_Dataset excerpts on object pointing_:
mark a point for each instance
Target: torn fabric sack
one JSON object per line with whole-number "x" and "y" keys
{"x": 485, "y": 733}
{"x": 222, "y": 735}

_The task_:
Extract every line of the records above and reproduce each one verbatim, in its original order.

_Task result_:
mark a point for each instance
Target: torn fabric sack
one JSON object per line with whole-number "x" and "y" keys
{"x": 485, "y": 733}
{"x": 222, "y": 735}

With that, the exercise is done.